--- THE PROBLEM ---
Rewrite the lines of the entries below as a JSON list of strings, one string per line with blank lines omitted. Begin at the line that contains "(format x=702, y=378)" and stop after the line that contains "x=138, y=455".

:: RECORDS PROVIDED ::

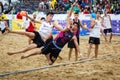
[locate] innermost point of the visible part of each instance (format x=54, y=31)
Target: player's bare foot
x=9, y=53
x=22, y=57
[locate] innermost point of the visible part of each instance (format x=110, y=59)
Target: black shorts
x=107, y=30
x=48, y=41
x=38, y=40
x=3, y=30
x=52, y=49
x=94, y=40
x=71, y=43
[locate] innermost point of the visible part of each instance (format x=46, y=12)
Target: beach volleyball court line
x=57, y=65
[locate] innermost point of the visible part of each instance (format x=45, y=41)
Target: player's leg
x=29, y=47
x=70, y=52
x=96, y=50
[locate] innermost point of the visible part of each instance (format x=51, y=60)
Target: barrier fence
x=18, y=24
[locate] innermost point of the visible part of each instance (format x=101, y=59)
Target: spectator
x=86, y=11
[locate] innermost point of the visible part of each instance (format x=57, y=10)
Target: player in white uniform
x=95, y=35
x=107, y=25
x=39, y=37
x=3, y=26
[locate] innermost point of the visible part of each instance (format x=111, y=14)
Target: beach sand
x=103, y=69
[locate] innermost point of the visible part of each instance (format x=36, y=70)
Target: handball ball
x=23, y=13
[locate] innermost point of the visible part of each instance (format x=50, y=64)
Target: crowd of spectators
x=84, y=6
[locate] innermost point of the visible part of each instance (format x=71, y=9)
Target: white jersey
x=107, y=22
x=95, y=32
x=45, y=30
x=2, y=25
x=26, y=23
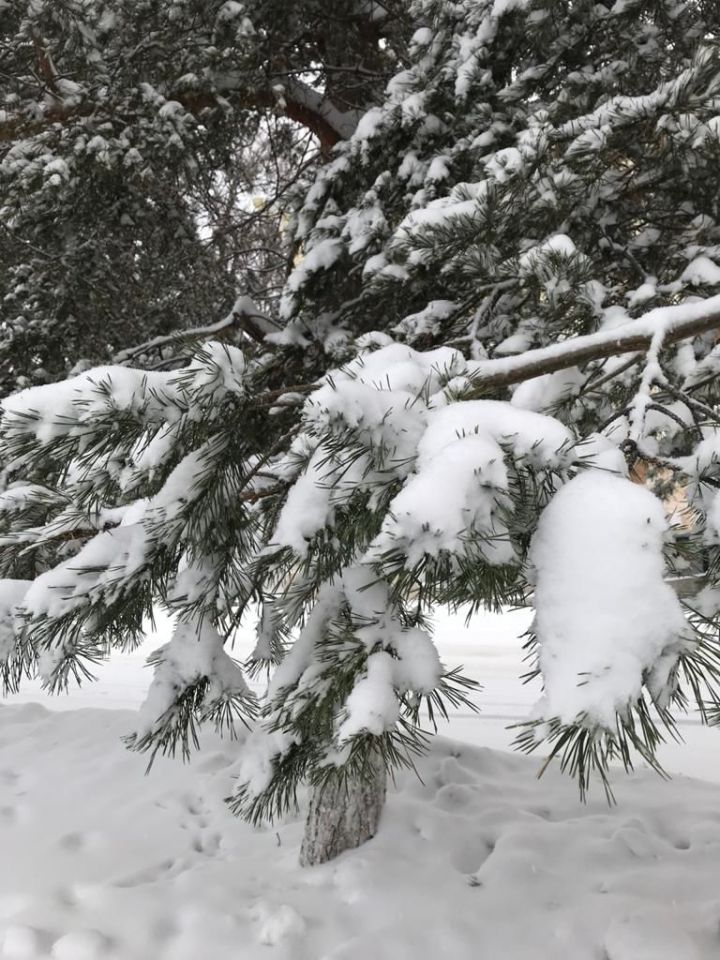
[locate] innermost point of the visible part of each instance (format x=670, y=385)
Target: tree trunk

:::
:: RECORDS PROVIDED ::

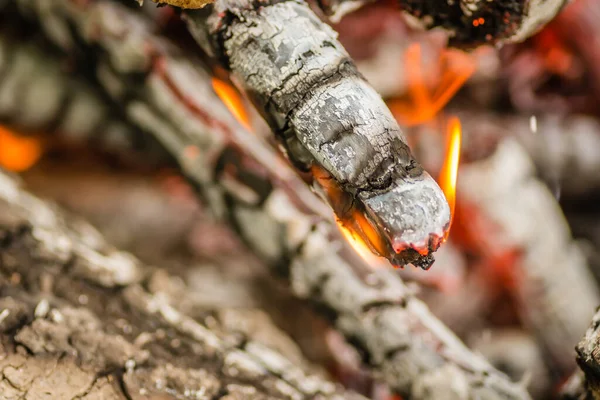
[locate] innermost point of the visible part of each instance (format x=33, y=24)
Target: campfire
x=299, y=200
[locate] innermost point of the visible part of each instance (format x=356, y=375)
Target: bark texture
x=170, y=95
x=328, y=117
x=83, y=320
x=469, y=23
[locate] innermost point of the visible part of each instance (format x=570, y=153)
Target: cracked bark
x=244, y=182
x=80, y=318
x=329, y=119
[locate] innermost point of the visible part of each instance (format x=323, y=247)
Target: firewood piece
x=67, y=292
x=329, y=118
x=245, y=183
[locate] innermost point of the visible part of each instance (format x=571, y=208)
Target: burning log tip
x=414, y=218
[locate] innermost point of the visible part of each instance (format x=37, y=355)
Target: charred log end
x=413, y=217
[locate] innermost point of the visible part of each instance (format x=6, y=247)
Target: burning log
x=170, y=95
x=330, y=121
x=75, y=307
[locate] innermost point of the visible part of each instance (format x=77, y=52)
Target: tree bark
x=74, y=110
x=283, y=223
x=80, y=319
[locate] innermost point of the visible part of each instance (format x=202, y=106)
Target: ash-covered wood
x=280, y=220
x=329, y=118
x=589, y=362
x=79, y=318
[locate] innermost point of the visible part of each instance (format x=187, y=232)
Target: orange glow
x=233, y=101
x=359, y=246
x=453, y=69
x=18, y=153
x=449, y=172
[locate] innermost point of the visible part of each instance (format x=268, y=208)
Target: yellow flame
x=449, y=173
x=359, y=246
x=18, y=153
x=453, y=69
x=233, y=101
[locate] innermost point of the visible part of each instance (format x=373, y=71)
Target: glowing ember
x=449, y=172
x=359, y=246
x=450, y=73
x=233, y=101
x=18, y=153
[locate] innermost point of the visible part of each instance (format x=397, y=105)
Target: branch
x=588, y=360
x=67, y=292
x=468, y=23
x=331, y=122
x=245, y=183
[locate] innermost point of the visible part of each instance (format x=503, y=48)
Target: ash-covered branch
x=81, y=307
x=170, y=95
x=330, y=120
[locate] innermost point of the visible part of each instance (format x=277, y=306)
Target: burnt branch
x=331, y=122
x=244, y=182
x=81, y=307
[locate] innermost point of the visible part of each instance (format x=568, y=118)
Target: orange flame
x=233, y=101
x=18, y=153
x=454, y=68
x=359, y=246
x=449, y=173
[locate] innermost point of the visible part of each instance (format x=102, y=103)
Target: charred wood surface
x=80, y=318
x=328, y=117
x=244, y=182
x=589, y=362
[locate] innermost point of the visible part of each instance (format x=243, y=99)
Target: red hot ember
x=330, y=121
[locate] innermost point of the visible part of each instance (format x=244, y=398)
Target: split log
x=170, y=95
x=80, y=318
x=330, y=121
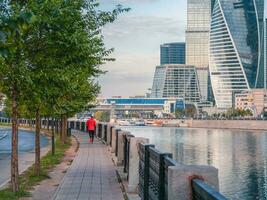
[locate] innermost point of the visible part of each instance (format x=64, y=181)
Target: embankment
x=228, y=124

:::
:: RECORDS PROVIDED ::

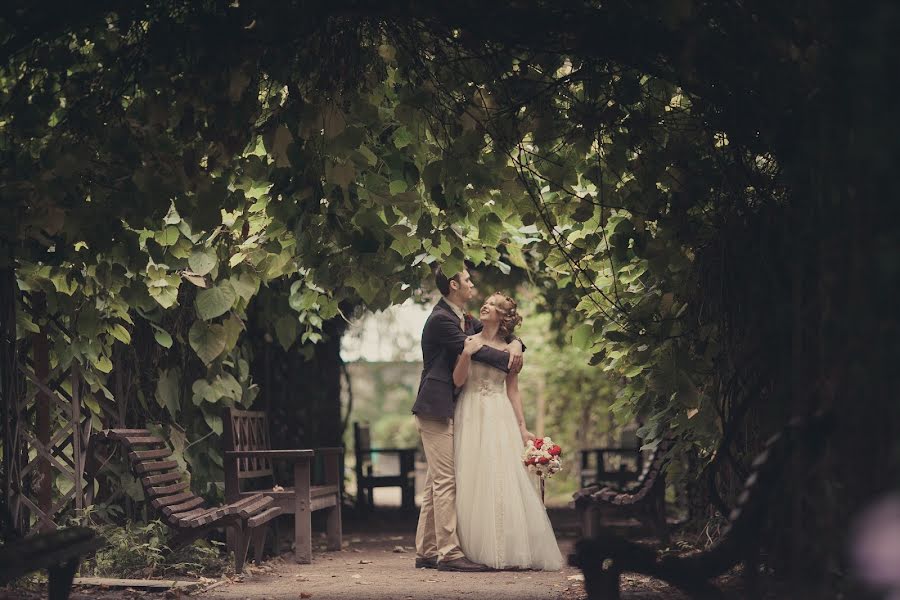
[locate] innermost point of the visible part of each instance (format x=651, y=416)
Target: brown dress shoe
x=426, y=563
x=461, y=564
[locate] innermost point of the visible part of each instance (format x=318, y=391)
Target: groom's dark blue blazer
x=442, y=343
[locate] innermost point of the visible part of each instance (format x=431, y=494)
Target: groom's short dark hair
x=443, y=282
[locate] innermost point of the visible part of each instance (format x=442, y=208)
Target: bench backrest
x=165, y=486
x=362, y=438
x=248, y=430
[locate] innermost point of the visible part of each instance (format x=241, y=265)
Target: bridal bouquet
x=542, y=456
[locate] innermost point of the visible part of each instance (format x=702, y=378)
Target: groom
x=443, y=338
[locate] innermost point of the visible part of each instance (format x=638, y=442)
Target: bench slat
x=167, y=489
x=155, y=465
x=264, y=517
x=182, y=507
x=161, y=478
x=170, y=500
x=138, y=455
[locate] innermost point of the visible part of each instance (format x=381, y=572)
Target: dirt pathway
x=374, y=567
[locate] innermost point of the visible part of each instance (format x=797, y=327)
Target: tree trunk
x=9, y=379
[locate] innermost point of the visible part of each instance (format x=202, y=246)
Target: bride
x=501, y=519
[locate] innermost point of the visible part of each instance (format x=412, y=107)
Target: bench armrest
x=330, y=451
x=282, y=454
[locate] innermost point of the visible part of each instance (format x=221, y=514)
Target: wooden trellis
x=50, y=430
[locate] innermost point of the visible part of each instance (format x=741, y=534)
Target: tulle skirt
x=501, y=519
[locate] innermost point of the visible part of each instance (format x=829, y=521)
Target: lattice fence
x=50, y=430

:::

--- OUTPUT OF THE TASK ---
[
  "[locate] innermost point of the visible part of each instance (format x=702, y=378)",
  "Target: groom",
  "x=443, y=338",
  "[locate] innermost point of the visible part of each instance (format x=638, y=442)",
  "Target: bench slat",
  "x=167, y=489",
  "x=155, y=465",
  "x=264, y=517",
  "x=182, y=507",
  "x=161, y=478",
  "x=170, y=500",
  "x=138, y=455"
]